[SELECTED PASSAGE]

Fam Pract Manag. 2006;13(9):26
Physicians brace for Medicare pay cut in 2007
Although Congress still has time to act to avoid a 5.1-percent cut in physicians’ Medicare payments in 2007, hope is growing dim.
The threat of Medicare payment cuts has been an annual occurrence since 1997, when lawmakers introduced the “sustainable growth rate” formula, which limits physicians’ fees if Medicare costs outpace inflation. In most years, Congress has acted at the final hour to prevent the cuts, but this year might be the exception.
While physician groups such as the AAFP and the AMA advocate doing away with the current flawed formula and instead paying physicians based on actual costs, Centers for Medicare & Medicaid Services (CMS) officials have expressed interest in a different type of reform: a Medicare pay-for-performance program.
“To throw more money into this old system is not the right answer. We need to work together to find a better and more appropriate way to pay,” said Herb Kuhn, head of the CMS Center for Medicare Management, in the Sept. 8 Los Angeles Times.
But talk of a Medicare pay-for-performance program might seem untimely to physicians, whose immediate concern is stopping the payment cuts.
“The predicate for having a quality system is to have enough funding in the system for physicians to be able to afford to practice,” said AMA board member William A. Hazel Jr., MD, also quoted in the Times.
Without a permanent payment fix, physicians’ Medicare reimbursements could decline nearly 37 percent over the next nine years while practice costs increase 22 percent, according to government estimates.

[/SELECTED PASSAGE]
[INFORMATION GIVEN]

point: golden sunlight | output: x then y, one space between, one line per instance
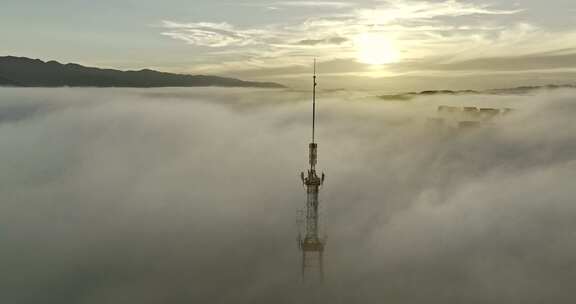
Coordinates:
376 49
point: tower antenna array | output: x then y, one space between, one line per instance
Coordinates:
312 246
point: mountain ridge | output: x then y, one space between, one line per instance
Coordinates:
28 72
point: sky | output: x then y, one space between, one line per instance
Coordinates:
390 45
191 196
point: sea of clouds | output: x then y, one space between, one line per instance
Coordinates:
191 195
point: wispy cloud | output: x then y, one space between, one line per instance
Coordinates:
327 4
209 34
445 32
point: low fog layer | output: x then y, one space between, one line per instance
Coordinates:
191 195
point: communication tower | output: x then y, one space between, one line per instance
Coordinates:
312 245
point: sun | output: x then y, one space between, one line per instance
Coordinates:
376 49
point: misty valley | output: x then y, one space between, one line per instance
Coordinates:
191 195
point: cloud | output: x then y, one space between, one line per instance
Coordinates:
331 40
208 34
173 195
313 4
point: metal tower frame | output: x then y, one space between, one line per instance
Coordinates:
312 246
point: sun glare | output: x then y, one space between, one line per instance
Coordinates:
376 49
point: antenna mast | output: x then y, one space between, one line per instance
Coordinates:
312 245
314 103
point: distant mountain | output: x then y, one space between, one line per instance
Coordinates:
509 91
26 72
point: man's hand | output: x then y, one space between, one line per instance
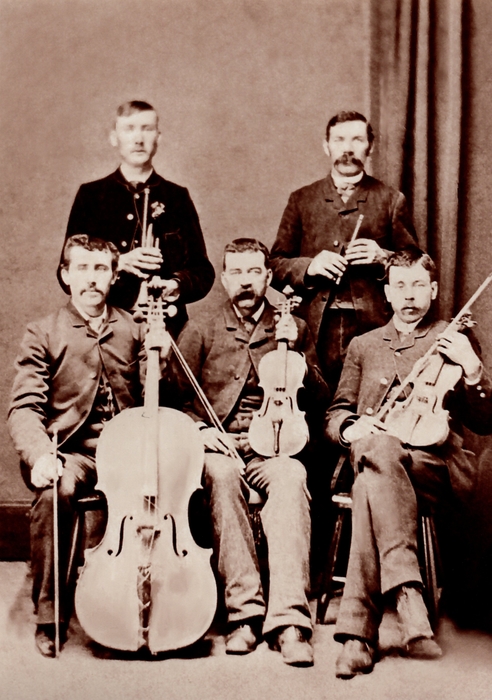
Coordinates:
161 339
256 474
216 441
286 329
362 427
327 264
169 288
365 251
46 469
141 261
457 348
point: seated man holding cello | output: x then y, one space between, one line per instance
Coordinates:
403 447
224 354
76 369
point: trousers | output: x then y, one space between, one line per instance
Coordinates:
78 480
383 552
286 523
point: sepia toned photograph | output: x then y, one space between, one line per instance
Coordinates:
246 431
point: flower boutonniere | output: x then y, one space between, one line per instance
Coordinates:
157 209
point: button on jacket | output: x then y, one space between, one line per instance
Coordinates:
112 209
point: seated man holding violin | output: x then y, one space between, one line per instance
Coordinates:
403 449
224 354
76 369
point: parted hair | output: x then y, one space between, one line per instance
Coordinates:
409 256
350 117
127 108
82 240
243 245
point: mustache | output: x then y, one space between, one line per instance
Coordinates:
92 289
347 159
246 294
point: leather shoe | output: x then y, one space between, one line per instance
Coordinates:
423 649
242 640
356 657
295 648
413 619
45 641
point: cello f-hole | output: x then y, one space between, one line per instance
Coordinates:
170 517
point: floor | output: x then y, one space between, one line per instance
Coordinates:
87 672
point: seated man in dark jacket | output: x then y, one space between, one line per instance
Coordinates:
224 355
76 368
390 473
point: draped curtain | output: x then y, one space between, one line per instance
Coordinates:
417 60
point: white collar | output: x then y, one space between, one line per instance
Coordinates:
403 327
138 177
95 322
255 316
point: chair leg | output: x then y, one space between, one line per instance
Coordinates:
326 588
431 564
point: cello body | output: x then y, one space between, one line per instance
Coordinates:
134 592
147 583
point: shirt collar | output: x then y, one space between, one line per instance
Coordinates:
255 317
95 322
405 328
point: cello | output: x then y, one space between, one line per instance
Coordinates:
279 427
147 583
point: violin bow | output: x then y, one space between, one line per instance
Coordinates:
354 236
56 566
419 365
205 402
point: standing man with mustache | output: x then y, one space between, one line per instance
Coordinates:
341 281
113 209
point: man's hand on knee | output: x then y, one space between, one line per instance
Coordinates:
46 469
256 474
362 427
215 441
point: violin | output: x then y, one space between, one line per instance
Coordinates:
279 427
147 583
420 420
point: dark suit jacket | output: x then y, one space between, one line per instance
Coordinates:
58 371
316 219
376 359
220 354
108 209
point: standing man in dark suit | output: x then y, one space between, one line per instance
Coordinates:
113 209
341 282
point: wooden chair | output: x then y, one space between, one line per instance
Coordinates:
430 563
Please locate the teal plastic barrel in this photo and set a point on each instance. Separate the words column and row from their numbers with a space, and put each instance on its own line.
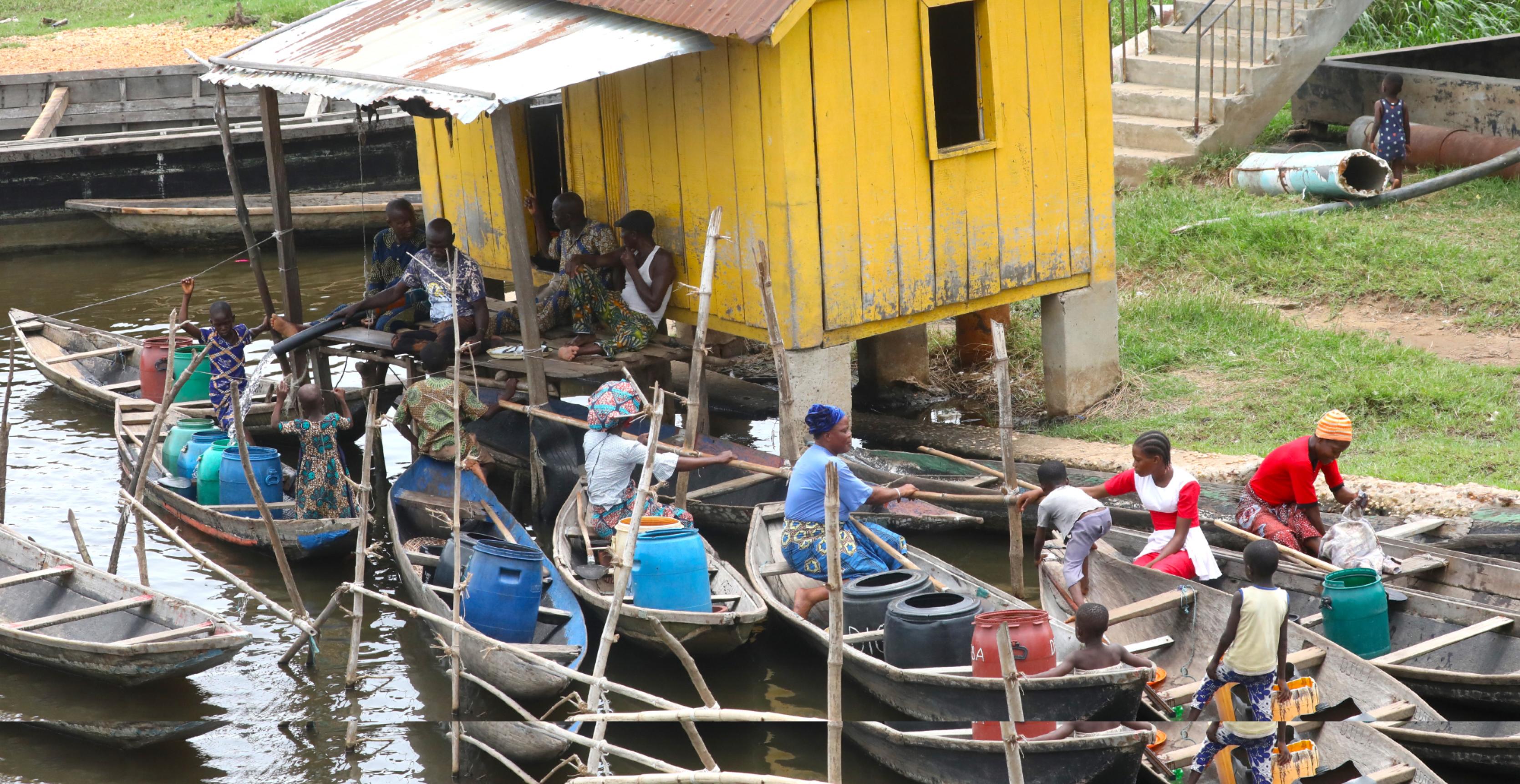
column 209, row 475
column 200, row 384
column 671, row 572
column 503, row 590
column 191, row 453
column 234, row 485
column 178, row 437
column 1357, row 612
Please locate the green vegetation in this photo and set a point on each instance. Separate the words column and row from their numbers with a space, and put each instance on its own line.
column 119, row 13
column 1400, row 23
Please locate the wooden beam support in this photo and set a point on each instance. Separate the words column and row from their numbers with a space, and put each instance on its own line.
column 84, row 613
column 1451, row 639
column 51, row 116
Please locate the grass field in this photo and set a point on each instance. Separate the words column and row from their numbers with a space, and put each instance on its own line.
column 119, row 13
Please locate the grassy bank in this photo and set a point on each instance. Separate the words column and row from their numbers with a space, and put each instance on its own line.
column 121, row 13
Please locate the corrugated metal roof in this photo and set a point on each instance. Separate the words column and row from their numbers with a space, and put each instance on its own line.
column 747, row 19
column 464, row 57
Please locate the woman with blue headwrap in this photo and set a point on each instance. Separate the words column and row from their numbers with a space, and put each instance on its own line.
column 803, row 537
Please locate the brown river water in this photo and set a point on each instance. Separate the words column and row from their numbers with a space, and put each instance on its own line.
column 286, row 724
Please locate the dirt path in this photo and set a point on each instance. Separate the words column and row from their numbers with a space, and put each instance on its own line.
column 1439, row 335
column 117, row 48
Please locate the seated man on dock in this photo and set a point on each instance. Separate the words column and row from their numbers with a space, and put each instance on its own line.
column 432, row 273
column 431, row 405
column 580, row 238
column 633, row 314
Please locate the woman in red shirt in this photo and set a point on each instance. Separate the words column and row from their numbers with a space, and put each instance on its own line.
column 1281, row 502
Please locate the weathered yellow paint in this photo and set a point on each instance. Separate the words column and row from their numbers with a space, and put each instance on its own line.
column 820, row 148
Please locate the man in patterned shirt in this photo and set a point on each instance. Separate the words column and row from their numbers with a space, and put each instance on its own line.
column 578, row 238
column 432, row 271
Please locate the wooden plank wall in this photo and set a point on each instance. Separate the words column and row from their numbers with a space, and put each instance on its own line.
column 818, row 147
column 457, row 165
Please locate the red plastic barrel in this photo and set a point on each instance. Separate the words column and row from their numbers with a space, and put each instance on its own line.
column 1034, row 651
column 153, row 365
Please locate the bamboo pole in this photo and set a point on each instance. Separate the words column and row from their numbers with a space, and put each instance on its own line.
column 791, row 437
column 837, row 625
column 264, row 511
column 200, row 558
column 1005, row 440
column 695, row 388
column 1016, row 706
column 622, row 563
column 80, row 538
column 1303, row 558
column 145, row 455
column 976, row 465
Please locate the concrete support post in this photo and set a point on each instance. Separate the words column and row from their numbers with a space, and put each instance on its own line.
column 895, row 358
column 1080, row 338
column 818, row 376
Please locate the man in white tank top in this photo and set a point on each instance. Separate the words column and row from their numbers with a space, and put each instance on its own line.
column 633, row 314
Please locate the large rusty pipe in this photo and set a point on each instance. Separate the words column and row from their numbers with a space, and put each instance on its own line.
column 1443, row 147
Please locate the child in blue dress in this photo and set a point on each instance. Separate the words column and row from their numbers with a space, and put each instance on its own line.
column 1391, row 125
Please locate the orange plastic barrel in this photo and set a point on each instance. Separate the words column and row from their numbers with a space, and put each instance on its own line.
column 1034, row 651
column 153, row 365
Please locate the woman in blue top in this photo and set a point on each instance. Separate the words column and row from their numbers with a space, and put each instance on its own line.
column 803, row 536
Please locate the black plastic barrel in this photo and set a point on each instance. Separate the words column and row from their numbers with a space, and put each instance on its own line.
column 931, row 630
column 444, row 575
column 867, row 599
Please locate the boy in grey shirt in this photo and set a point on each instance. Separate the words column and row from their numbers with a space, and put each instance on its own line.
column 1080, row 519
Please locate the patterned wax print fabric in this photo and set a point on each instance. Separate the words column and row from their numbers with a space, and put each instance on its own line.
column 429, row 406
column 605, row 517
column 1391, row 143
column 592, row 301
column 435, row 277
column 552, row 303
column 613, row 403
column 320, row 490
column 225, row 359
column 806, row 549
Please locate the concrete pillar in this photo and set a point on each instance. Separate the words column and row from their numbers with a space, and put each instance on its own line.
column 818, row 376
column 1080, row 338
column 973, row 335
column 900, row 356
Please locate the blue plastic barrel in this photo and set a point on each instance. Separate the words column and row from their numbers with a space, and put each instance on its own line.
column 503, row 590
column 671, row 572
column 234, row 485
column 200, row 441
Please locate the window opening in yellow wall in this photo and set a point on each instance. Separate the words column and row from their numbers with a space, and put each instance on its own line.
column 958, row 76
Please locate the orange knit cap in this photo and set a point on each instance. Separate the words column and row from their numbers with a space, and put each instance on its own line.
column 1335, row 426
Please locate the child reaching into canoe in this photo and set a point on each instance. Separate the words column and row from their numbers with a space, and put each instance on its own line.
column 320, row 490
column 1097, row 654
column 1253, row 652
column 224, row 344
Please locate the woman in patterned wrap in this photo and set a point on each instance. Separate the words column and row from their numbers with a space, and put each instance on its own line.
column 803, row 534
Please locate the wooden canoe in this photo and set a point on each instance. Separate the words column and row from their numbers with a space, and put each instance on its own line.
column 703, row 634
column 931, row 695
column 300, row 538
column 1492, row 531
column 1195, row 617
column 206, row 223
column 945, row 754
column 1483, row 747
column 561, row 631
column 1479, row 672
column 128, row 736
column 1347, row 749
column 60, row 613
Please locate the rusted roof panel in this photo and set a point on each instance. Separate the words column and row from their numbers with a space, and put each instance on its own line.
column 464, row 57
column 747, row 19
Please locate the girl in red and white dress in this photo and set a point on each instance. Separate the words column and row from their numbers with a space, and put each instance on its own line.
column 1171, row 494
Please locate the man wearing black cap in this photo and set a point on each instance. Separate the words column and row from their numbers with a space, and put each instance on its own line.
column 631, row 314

[/INFORMATION GIVEN]

According to the Medicare pay cut article, in what year did lawmakers introduce the "sustainable growth rate" formula?

1997